DOCUMENTO DE ORIGEM:
* * * *

Guida deixou Bebedouro em 2018 e chegou ao Goiás como um potencial de futuro para o clube. Logo nos primeiros dias foi encaminhado a um oftalmologista e recebeu acompanhamento para saber se, de fato, o seu quadro era irreversível. O tratamento não funcionou.

“O médico tentou colocar uma lente para tentar ver se me ajudaria. Meu olho ainda se mexe, faz tudo, mas não me adaptei. Eu sinto que não faz mais diferença [não enxergar], já me acostumei a ser assim”, diz.

No clube do Centro-Oeste, virou titular e peça importante do técnico Augusto César na equipe sub-20. Disputou a Copa São Paulo novamente, em 2019, e chegou a treinar como profissional, mas perdeu espaço quando atingiu o limite da idade para as categorias de base.

* * * *

(Dados de ancoragem de objetos em linguagem natural)
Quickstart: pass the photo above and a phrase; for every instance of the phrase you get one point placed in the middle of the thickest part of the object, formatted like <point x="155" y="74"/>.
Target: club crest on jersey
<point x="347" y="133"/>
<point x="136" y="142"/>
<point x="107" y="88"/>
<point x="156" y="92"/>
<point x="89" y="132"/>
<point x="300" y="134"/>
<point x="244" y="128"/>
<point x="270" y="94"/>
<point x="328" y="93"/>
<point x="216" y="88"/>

* * * *

EXERCÍCIOS:
**a.** Transcreva o texto sobre o jogador Guida desde "Guida deixou Bebedouro" até "tratamento não funcionou.", inclusive, renomeando "oftalmologista" para "especialista em visão".
**b.** Dê prosseguimento ao texto sobre o jogador Guida a partir do ponto em que ele termina.
O material provém de uma fonte distinta.

RESPOSTAS DAS ATIVIDADES:
**a.**
Guida deixou Bebedouro em 2018 e chegou ao Goiás como um potencial de futuro para o clube. Logo nos primeiros dias foi encaminhado a um especialista em visão e recebeu acompanhamento para saber se, de fato, o seu quadro era irreversível. O tratamento não funcionou.

**b.**
“Era um jogador muito potente, rápido e bom finalizador, que nos ajudou bastante nos campeonatos que disputamos. Procurava fazer tudo o que pedíamos com muito mais esforço que os demais, um exemplo de resiliência. Falava muito em poder ajudar os pais”, explica o treinador.

“Depois, no profissional, as coisas se nivelam mais, e qualquer dificuldade passa a ser decisiva”, completa.

Para as pessoas com quem ele trabalhou, a análise de que a deficiência pesa no futebol profissional é quase unânime. Ela é compartilhada pelo treinador da Inter de Bebedouro e pelos técnicos com os quais teve contato no Goiás, além do atual supervisor da base do Atlético-GO, Neto Caffer, com quem Guida conviveu no Itumbiara.

“Acredito que, se não tivesse esse problema, ele teria tudo para ficar no Goiás. Jogar hoje em alto nível é difícil, mas certamente ele poderá construir uma carreira ainda em clubes de menor expressão”, opina o dirigente do rubro-negro goiâno.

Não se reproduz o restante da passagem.